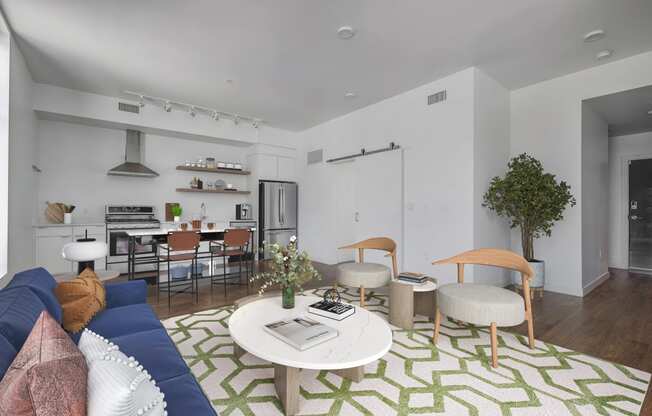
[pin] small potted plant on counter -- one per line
(289, 269)
(532, 201)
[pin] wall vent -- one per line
(315, 156)
(129, 108)
(437, 97)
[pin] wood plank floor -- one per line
(614, 322)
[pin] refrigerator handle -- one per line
(283, 211)
(280, 220)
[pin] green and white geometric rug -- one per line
(415, 377)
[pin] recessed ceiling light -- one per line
(345, 32)
(604, 54)
(594, 35)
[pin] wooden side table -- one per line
(409, 299)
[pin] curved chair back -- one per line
(377, 243)
(489, 257)
(183, 240)
(237, 237)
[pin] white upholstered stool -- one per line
(486, 305)
(368, 275)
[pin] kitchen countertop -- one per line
(164, 231)
(76, 223)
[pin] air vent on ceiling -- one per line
(315, 156)
(437, 97)
(129, 108)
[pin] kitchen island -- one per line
(159, 236)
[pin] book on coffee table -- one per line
(301, 333)
(332, 310)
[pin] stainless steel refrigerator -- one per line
(277, 216)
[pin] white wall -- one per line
(4, 153)
(546, 122)
(491, 154)
(621, 150)
(438, 171)
(74, 159)
(595, 198)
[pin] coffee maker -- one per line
(243, 212)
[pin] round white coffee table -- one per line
(363, 338)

### PROBLEM TO SOLVE
Please express every entry above as a two-column CSV with the headers entry_text and answer, one row per entry. Enclose each field in double quotes, replace line breaks with spaces, and omit the pictures.

### ANSWER FOR THIS EXERCISE
entry_text,answer
"[pin] small potted plant on counter -- one per line","(289, 269) (532, 201)"
"[pin] wall vent -- one per line","(315, 156) (129, 108) (437, 97)"
"[pin] wood plank floor -- one per line","(614, 322)"
"[pin] refrigerator handle -- one per line","(283, 211) (280, 220)"
"[pin] green and white geometric rug -- one per line","(415, 377)"
"[pin] recessed ceiling light -- one per line","(345, 32) (604, 54) (594, 35)"
"[pin] wooden side table -- one per line","(409, 299)"
"[pin] curved chair back -- one per line","(377, 243) (489, 257) (183, 240) (237, 237)"
"[pin] white upholstered stool -- one per line","(486, 305) (368, 275)"
"[pin] kitchen countertop -- one per line","(164, 231) (76, 223)"
"[pin] air vent on ceiling -- one per line","(315, 156) (437, 97) (129, 108)"
"[pin] kitchen island -- one per line","(159, 236)"
"[pin] book on coffee table -- one per line","(301, 333) (332, 310)"
"[pin] stainless steel refrigerator -- one per line","(277, 216)"
"[pin] white wall -- one per line","(4, 153) (546, 122) (491, 154) (621, 150) (438, 171) (74, 159) (595, 198)"
"[pin] coffee maker -- one per line","(243, 212)"
"[pin] round white coffee table -- one per line","(363, 338)"